» **WHAT THE EXERCISE ASKS**:
Give the lines below as a JSON list of strings, one string per line with blank lines left out. Include only the part that opens with the line containing "Find the black" and runs through the final line.

──────── DATASET EXCERPTS ────────

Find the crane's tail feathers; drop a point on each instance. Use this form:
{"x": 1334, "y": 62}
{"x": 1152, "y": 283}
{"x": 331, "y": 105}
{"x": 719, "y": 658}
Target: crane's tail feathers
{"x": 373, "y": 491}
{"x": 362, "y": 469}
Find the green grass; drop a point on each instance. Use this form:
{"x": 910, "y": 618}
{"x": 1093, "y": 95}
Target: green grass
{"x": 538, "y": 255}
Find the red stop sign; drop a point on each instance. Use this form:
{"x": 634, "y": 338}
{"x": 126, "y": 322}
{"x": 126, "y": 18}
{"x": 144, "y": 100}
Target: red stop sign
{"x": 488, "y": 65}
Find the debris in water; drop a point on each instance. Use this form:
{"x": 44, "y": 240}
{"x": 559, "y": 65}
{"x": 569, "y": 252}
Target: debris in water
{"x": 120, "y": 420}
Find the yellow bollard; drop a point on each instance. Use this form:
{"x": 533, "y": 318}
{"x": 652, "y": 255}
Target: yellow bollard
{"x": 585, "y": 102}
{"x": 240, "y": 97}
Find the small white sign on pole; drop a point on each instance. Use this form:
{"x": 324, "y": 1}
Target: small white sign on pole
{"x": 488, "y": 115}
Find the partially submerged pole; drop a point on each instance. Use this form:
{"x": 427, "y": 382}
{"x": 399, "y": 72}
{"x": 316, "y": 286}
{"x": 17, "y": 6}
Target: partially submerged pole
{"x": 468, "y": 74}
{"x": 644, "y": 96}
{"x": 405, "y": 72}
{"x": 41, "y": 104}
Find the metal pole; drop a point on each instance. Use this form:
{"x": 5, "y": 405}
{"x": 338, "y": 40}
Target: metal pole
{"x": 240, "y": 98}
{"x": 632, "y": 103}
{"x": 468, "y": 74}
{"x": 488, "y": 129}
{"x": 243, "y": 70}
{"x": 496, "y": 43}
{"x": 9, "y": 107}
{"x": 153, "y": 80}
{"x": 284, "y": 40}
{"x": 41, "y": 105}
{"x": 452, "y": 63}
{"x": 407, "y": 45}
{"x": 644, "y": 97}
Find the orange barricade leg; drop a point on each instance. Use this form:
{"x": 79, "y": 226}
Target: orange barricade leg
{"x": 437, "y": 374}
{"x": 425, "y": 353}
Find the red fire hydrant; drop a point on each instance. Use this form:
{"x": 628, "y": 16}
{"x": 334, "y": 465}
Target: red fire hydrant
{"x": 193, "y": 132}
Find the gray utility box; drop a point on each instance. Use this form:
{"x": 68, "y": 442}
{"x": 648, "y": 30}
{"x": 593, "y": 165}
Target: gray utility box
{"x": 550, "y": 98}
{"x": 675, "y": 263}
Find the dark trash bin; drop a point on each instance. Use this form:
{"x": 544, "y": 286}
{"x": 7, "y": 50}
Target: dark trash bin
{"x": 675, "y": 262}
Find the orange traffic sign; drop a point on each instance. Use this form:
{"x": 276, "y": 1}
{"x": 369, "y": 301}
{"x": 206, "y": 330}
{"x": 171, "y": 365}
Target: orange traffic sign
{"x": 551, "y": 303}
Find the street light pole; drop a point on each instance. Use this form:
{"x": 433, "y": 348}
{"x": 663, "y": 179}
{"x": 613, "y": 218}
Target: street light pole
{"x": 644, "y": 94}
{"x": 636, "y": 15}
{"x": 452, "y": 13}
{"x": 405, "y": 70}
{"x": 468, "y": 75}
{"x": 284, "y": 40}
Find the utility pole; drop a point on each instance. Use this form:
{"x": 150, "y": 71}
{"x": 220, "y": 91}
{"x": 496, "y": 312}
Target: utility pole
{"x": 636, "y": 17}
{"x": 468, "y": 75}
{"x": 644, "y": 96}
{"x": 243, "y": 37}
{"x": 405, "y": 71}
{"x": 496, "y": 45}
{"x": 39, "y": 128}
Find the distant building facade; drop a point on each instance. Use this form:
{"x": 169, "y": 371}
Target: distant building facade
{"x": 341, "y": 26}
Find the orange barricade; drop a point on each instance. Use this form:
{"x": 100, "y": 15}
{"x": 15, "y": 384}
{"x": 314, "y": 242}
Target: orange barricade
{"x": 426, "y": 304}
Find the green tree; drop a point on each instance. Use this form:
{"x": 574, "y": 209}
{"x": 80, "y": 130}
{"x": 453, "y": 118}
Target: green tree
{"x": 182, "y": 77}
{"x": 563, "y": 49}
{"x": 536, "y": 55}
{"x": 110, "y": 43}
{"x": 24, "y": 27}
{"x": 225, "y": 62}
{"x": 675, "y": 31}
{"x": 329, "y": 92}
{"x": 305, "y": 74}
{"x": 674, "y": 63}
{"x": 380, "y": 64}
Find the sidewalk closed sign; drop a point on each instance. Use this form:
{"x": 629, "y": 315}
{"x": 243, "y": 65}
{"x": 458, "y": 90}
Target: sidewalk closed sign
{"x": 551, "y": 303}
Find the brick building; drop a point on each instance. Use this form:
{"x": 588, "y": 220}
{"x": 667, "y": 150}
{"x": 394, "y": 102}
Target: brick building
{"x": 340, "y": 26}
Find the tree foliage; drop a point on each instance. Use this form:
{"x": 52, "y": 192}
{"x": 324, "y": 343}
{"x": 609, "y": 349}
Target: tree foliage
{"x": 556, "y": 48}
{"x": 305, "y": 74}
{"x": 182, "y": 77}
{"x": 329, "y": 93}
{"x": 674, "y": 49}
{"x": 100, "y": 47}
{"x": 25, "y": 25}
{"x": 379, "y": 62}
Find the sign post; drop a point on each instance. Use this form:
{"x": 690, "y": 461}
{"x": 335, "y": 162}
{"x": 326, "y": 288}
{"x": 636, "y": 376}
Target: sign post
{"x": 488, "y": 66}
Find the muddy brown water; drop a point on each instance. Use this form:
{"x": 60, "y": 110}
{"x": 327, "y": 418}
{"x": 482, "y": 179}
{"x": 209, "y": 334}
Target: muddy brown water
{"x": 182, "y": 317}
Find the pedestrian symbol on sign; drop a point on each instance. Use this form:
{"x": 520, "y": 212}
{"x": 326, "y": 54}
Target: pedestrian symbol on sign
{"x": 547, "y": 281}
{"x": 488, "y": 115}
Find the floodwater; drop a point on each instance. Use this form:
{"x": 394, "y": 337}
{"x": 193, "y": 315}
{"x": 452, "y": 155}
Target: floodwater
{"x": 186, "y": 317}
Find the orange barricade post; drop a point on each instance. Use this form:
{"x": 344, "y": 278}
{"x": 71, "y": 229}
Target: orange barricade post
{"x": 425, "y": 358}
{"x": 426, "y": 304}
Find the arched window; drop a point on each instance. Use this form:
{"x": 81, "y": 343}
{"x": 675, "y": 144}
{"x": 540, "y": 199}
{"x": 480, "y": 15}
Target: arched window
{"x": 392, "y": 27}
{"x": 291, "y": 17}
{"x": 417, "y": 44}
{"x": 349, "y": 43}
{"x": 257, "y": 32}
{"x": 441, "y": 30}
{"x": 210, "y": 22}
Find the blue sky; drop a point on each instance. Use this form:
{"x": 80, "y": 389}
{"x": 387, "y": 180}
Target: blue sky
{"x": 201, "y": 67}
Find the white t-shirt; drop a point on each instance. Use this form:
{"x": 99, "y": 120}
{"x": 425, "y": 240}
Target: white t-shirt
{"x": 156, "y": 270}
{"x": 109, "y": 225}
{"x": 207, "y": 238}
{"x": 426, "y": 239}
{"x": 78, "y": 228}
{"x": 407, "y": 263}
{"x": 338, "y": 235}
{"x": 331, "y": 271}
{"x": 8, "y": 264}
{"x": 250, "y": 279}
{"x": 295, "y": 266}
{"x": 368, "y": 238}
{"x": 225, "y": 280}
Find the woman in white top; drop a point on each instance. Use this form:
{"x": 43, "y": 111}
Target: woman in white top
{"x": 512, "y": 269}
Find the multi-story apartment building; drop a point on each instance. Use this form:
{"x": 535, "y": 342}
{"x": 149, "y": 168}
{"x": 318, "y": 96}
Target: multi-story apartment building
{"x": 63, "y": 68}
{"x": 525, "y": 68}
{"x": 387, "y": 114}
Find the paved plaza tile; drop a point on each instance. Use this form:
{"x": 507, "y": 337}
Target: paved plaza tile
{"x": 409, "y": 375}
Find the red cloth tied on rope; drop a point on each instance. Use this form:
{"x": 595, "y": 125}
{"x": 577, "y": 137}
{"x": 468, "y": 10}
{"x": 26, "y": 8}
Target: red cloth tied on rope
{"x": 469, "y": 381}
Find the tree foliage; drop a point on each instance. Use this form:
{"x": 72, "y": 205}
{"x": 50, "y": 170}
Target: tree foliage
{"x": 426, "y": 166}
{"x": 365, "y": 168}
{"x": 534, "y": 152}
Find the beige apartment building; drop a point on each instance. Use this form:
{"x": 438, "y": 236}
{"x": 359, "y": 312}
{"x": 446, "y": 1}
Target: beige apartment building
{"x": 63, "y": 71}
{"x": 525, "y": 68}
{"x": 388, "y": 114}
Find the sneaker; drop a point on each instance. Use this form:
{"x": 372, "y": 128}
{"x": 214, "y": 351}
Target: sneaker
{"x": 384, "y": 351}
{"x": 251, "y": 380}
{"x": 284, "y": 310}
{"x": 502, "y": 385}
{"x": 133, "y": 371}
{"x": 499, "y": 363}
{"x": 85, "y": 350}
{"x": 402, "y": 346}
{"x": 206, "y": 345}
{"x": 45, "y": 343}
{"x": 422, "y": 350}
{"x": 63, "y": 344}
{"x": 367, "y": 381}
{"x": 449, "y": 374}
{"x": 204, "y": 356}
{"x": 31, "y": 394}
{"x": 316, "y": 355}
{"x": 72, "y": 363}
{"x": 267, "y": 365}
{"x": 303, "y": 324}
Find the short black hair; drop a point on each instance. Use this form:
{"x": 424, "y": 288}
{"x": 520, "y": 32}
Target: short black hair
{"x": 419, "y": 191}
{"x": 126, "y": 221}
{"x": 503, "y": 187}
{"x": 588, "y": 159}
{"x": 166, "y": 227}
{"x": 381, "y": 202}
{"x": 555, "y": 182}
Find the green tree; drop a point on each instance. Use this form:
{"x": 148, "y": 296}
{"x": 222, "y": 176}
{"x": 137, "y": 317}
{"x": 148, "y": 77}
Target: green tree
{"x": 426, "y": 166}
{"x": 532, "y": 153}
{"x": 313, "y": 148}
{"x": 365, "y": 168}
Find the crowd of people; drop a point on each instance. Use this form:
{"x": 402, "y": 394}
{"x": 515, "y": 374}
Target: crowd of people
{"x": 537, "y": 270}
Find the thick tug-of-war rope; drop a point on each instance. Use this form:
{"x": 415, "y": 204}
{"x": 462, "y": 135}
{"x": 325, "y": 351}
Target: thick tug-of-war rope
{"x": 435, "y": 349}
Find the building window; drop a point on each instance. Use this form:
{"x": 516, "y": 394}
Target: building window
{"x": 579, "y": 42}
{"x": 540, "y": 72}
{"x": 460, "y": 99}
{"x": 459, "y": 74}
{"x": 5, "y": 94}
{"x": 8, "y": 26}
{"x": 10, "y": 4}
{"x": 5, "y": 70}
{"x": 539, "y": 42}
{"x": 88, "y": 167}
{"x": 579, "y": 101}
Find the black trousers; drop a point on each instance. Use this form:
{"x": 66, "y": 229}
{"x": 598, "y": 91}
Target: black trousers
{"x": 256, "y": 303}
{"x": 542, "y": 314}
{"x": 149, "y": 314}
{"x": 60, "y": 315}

────────

» **SOLUTION**:
[
  "Find the black trousers; drop a point on each instance. Use this form:",
  "{\"x\": 66, \"y\": 229}",
  "{\"x\": 598, \"y\": 91}",
  "Target: black trousers",
  "{\"x\": 256, \"y\": 303}",
  "{\"x\": 542, \"y\": 314}",
  "{\"x\": 149, \"y\": 314}",
  "{\"x\": 60, \"y\": 315}"
]